=== Section Start ===
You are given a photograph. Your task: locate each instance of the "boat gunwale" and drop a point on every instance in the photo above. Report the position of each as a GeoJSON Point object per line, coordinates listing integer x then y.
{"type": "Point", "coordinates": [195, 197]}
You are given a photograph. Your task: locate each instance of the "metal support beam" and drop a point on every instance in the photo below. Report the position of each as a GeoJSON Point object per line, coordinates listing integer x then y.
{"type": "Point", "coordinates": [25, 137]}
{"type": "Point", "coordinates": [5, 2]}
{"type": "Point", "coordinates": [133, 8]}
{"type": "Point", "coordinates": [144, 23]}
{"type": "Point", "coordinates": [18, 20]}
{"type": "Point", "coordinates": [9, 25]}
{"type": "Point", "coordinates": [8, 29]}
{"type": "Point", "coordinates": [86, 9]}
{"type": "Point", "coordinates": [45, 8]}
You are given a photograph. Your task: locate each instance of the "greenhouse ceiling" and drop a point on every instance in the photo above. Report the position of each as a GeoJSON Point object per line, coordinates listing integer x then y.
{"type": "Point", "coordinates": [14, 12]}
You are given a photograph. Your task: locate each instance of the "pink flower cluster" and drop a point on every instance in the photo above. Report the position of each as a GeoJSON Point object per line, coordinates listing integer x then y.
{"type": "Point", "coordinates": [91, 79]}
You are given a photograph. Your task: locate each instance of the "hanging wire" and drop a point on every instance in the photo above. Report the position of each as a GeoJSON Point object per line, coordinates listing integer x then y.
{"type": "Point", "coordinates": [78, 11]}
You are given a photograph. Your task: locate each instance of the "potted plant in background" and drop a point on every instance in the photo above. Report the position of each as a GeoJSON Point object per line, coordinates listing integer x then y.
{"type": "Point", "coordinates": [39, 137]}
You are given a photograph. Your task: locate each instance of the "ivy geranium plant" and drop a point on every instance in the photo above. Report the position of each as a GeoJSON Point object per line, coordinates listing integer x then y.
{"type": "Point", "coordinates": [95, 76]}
=== Section End ===
YOUR GOAL =
All of the material, start to finish, should be retyped exactly.

RESPONSE =
You are given a photograph. Your task: locate each instance of the "boat gunwale" and drop a point on every instance in the photo above. Report the position of each as a GeoJSON Point object per line, coordinates listing integer x then y.
{"type": "Point", "coordinates": [195, 197]}
You are given a photograph. Your task: locate each instance of the "metal support beam" and drop a point on every instance in the photo below. Report the position of each as a GeoJSON Point object per line, coordinates listing integer x then y.
{"type": "Point", "coordinates": [25, 137]}
{"type": "Point", "coordinates": [5, 2]}
{"type": "Point", "coordinates": [133, 8]}
{"type": "Point", "coordinates": [144, 23]}
{"type": "Point", "coordinates": [18, 20]}
{"type": "Point", "coordinates": [9, 25]}
{"type": "Point", "coordinates": [8, 29]}
{"type": "Point", "coordinates": [86, 9]}
{"type": "Point", "coordinates": [45, 8]}
You are given a photograph. Your task: locate each instance of the "greenhouse ceiling" and drop a point on every instance in the photo above. Report the position of each as a GeoJSON Point object per line, coordinates listing integer x then y.
{"type": "Point", "coordinates": [14, 12]}
You are given a photograph. Your task: locate each instance of the "pink flower cluster" and drop a point on every instance in the photo above. Report the position of each as a GeoJSON Point object per line, coordinates listing integer x then y.
{"type": "Point", "coordinates": [91, 79]}
You are given a photograph. Your task: locate each instance of the "hanging wire" and drop a point on every instance in the photo above. Report the position of each as a GeoJSON Point object per line, coordinates listing integer x then y.
{"type": "Point", "coordinates": [78, 11]}
You are given a photograph. Your task: locate each instance of the "potted plant in background" and drop a point on every instance in the photo above. Report the position of each as a GeoJSON Point object per line, coordinates listing integer x then y.
{"type": "Point", "coordinates": [39, 137]}
You are given a photograph. Your task: locate each instance of the "ivy geranium plant" and drop a point on every instance in the photo above. Report the position of each as a GeoJSON Point object per line, coordinates listing integer x then y.
{"type": "Point", "coordinates": [95, 76]}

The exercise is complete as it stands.